__What the exercise asks__:
Repeat exactly, and only, the lines from the line containing "Target: woman's lips" through the last line of the records below, including both.

__Data for analysis__:
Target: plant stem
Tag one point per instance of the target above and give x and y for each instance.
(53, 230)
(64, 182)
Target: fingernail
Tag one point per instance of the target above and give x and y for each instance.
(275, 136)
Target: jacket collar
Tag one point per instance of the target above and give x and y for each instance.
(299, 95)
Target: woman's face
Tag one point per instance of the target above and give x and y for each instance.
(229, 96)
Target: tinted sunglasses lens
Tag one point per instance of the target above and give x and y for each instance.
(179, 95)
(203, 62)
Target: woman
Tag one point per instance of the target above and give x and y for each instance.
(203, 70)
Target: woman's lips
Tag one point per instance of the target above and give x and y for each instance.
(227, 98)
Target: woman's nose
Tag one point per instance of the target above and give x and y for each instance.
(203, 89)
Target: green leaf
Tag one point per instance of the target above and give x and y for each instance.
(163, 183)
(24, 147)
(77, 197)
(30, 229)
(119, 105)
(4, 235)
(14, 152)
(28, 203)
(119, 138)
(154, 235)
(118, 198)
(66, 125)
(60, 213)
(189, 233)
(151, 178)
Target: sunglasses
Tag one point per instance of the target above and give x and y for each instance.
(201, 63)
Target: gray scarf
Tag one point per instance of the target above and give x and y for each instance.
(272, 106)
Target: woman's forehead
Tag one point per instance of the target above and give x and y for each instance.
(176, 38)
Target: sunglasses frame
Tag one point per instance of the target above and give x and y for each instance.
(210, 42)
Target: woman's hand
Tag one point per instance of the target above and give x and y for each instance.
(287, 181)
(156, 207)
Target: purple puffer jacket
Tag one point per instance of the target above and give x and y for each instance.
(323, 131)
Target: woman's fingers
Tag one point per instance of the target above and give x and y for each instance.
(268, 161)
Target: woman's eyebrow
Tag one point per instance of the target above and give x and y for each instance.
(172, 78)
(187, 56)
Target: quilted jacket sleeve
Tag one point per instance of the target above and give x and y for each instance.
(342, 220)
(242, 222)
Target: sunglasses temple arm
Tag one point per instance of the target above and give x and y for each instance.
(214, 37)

__The completed task__:
Target: woman's lips
Tag one point per instance of the target above and give x and y for each instance.
(227, 98)
Target: woman's nose
Tag one point per instance of the target above and give x and y for each instance.
(203, 89)
Target: green leaf
Tag one point per instance of the target above and give x and y for each instance.
(163, 183)
(24, 147)
(77, 197)
(30, 229)
(119, 105)
(4, 235)
(14, 152)
(28, 203)
(119, 138)
(154, 235)
(118, 198)
(66, 125)
(60, 213)
(189, 233)
(151, 178)
Target: sunglasses
Tag one point per instance of the target above and give x and y for each instance.
(201, 63)
Target: gray scarf
Tag one point per instance of the target above and give x and y for each instance.
(272, 106)
Target: woman's forehead
Tag one point per instance of the target above and give x and y for each instance.
(176, 38)
Target: sunglasses frame
Tag one point per instance of the target above and give x and y for each instance.
(210, 42)
Target: woman's hand
Tag one point per instance of the target above and give x and y for each instance.
(287, 181)
(156, 207)
Target: purple puffer jacket
Tag one point per instance of the target above and give x and y for each instance.
(323, 131)
Target: woman's fingers
Tag one point per instance of the target above and give x and y for each instance.
(268, 161)
Target: woman's eyebrow
Tag one point per instance of the target above and give x and y for each instance.
(172, 78)
(187, 56)
Target: quilted jacket sleeve
Tag one point per instance of the target above and give x and y for each instance.
(342, 220)
(242, 222)
Target: sunglasses temple arm
Tag one point per instance of the target above and give x and y for each instance.
(214, 37)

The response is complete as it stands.